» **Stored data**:
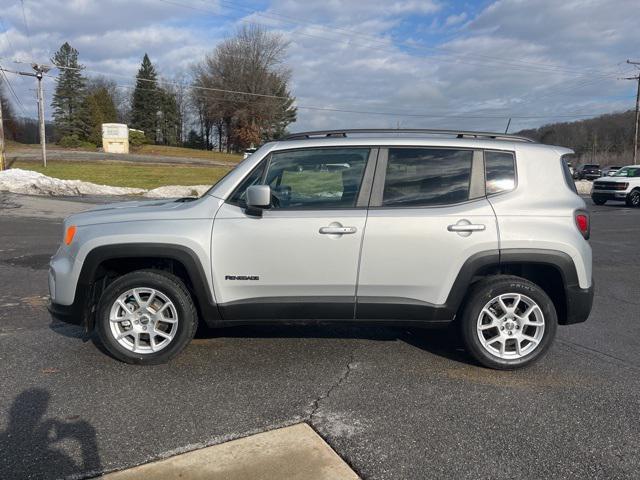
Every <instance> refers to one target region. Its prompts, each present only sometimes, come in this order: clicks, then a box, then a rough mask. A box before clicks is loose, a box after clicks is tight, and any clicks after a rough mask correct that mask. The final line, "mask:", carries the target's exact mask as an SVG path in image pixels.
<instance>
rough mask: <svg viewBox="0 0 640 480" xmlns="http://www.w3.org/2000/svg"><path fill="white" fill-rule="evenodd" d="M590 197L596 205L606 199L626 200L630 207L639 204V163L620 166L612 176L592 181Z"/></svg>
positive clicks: (638, 205)
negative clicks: (592, 183) (592, 188)
mask: <svg viewBox="0 0 640 480" xmlns="http://www.w3.org/2000/svg"><path fill="white" fill-rule="evenodd" d="M591 199H592V200H593V203H595V204H596V205H604V204H605V203H606V202H607V200H617V201H620V202H626V204H627V205H628V206H630V207H639V206H640V165H629V166H627V167H622V168H621V169H620V170H618V171H617V172H616V173H615V174H614V175H613V176H612V177H603V178H602V179H599V180H596V181H595V182H593V189H592V190H591Z"/></svg>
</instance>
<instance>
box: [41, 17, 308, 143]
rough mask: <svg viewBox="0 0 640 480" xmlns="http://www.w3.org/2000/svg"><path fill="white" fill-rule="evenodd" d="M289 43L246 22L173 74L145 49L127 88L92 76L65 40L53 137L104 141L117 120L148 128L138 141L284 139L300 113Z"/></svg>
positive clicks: (85, 141)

» **Work to be completed**: When you repeat the data, keep it exact and drop every picture.

» **Response**:
Every <instance> refers to one target region. Its prompts, each present only sometimes, come in this order: clicks, then a box, then a rough mask. A box before clicks is loose, a box after clicks is tight, and any clicks after a rough mask correct that mask. The final line, "mask:", carries the target's exact mask as an SVG path in image pixels.
<instance>
rough mask: <svg viewBox="0 0 640 480" xmlns="http://www.w3.org/2000/svg"><path fill="white" fill-rule="evenodd" d="M590 197L596 205L606 199L626 200L630 207L639 204V163L620 166L612 176L592 181Z"/></svg>
positive clicks: (638, 205)
negative clicks: (592, 183) (592, 188)
mask: <svg viewBox="0 0 640 480" xmlns="http://www.w3.org/2000/svg"><path fill="white" fill-rule="evenodd" d="M591 199H592V200H593V203H595V204H596V205H604V204H605V203H606V202H607V200H617V201H620V202H626V204H627V205H628V206H630V207H639V206H640V165H629V166H627V167H622V168H621V169H620V170H618V171H617V172H616V173H615V174H614V175H613V176H612V177H603V178H602V179H599V180H596V181H595V182H593V189H592V190H591Z"/></svg>
</instance>
<instance>
box: [41, 17, 308, 143]
rough mask: <svg viewBox="0 0 640 480" xmlns="http://www.w3.org/2000/svg"><path fill="white" fill-rule="evenodd" d="M289 43L246 22L173 74L145 49L127 88L92 76L65 40L53 137L104 141L117 120L148 128L138 141L284 139L300 113Z"/></svg>
positive clicks: (85, 141)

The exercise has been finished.